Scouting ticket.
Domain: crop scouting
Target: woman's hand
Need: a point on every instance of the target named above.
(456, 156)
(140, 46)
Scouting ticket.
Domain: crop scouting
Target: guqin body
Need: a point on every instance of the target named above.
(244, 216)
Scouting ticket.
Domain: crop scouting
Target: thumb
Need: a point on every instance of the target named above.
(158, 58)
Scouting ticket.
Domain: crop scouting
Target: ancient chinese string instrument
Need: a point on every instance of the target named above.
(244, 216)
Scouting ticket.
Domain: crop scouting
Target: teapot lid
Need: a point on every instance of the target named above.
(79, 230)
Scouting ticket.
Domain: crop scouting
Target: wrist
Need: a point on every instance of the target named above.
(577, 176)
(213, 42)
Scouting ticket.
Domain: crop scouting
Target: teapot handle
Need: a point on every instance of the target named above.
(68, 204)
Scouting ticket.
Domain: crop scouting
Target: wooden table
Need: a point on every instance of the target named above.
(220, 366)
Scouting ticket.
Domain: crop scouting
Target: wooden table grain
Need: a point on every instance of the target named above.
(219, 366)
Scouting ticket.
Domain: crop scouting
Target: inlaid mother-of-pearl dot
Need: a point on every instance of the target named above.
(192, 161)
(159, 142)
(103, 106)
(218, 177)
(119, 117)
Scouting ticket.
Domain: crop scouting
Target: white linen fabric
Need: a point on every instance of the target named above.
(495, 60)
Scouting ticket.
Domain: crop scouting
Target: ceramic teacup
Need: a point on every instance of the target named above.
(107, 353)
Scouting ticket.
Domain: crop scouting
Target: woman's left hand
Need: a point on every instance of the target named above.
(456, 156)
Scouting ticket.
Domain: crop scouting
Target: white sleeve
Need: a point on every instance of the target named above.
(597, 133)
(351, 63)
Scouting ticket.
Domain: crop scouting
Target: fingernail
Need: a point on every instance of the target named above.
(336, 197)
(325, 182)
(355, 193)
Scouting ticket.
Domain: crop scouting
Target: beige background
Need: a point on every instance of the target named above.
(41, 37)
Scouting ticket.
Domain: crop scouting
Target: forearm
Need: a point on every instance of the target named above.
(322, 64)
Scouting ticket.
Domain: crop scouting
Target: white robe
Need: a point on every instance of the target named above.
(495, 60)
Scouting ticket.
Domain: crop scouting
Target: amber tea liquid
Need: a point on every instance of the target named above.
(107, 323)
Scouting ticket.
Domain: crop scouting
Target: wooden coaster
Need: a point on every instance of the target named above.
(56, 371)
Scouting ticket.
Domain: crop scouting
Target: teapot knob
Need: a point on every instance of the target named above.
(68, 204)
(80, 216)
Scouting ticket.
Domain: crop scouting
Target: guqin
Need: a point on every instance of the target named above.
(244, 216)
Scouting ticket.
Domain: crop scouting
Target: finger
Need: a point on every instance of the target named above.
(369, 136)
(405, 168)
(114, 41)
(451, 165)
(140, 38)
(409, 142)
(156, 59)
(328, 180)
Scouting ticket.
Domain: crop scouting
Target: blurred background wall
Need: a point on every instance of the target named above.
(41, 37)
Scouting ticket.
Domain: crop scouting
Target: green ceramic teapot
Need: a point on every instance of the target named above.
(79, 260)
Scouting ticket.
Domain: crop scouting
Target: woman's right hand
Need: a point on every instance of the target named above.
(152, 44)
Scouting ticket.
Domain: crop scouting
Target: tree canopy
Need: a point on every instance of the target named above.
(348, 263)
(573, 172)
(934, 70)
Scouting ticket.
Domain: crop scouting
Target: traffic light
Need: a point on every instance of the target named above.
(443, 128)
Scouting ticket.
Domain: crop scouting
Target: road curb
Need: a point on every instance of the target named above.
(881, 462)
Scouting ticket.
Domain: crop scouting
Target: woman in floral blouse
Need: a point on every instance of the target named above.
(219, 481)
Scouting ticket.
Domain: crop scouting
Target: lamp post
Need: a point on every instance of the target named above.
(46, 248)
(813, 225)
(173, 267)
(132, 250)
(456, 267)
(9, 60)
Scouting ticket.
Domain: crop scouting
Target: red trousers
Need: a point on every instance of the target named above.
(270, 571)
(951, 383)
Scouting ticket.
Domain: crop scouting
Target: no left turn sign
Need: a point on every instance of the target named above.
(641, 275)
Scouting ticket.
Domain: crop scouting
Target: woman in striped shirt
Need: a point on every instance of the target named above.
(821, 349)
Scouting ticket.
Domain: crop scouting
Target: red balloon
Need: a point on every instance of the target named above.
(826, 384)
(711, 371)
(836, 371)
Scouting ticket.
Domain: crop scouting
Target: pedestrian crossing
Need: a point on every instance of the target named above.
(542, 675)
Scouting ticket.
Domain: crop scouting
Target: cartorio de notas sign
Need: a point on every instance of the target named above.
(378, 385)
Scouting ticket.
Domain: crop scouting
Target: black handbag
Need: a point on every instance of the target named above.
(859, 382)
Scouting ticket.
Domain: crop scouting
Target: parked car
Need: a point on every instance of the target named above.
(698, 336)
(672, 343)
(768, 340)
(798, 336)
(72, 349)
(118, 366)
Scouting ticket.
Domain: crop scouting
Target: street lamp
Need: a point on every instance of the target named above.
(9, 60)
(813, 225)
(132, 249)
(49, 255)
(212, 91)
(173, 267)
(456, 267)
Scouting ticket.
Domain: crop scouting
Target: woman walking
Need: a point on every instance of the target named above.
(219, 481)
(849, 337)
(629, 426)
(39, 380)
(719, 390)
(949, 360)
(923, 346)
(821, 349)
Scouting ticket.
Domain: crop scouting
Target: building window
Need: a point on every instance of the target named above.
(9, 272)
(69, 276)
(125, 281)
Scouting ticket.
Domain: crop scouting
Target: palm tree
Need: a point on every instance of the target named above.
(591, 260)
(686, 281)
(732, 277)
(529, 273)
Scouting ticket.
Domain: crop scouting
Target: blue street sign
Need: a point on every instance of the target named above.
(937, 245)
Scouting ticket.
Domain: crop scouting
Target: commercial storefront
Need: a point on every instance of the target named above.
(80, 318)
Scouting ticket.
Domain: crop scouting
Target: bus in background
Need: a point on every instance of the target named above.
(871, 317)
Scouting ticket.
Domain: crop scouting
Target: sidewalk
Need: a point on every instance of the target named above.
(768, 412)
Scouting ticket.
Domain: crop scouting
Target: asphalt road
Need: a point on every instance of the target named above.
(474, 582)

# # #

## Requirement
Retype only this range exactly: the first line of the data through the line where "Target: teapot lid" appears.

## Output for this task
Scouting ticket.
Domain: crop scouting
Target: woman's hand
Need: a point on every instance of the target named above.
(456, 156)
(140, 46)
Scouting ticket.
Domain: crop scouting
Target: guqin body
Need: a point on every instance of the target named above.
(244, 216)
Scouting ticket.
Domain: crop scouting
Target: thumb
Need: a point on every instance of the target named above.
(158, 58)
Scouting ticket.
Domain: crop scouting
Target: ancient chinese string instrument
Need: a point on every instance of the target named above.
(244, 216)
Scouting ticket.
Domain: crop scouting
Target: teapot lid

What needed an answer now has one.